* _Texte_:
La capitulation historique des chefs palestiniens
Le nationalisme bourgeois palestinien (Fatah) avait pour but de fonder son propre État, le plus vaste possible, en mobilisant contre Israël les réfugiés, jusqu’à prendre les armes dans les années 1960-1970, en tablant sur la pression de l’URSS ainsi que des États arabes existants permettant de mener la guérilla aux frontières d’Israël. Mais la bureaucratie de l’URSS avait reconnu Israël à sa fondation et les armées des États arabes voisins se révélèrent incapables de résister à l’armée israélienne. Certaines fractions de la bourgeoisie arabe ont massacré elles-mêmes les combattants et réfugiés palestiniens (Jordanie, Liban, Syrie).

* _Données fournies_:

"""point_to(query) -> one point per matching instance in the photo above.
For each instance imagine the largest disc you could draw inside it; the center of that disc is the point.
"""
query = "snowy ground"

* _Consigne_: Pouvez-vous recopier le passage du texte sur la capitulation des chefs palestiniens situé entre « La capitulation historique » et « (Jordanie, Liban, Syrie). », bornes comprises, en remplaçant « guérilla » par « lutte armée » ?

* _Réponse attendue_:
La capitulation historique des chefs palestiniens
Le nationalisme bourgeois palestinien (Fatah) avait pour but de fonder son propre État, le plus vaste possible, en mobilisant contre Israël les réfugiés, jusqu’à prendre les armes dans les années 1960-1970, en tablant sur la pression de l’URSS ainsi que des États arabes existants permettant de mener la lutte armée aux frontières d’Israël. Mais la bureaucratie de l’URSS avait reconnu Israël à sa fondation et les armées des États arabes voisins se révélèrent incapables de résister à l’armée israélienne. Certaines fractions de la bourgeoisie arabe ont massacré elles-mêmes les combattants et réfugiés palestiniens (Jordanie, Liban, Syrie).